§ **Required work**: In the entries below, substitute "street lamp near the road" for every occurrence of "tall tree beside building" and reproduce all other text unchanged.
====== Supplied information ======
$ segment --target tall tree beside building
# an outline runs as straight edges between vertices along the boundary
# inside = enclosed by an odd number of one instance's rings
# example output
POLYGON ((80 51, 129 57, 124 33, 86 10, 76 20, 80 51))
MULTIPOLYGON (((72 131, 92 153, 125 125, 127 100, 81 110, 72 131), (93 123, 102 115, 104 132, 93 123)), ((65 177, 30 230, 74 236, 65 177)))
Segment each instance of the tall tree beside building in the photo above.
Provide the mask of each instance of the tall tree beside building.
======
§ **The answer**:
$ segment --target street lamp near the road
# an outline runs as straight edges between vertices along the boundary
# inside = enclosed by an odd number of one instance's rings
# example output
POLYGON ((80 51, 129 57, 124 33, 86 10, 76 20, 80 51))
MULTIPOLYGON (((72 131, 92 153, 125 125, 127 100, 81 110, 72 131), (93 123, 102 115, 104 132, 93 123)), ((65 177, 30 230, 74 236, 65 177)))
Segment each instance of the street lamp near the road in the photo above.
Provide the mask of each instance of the street lamp near the road.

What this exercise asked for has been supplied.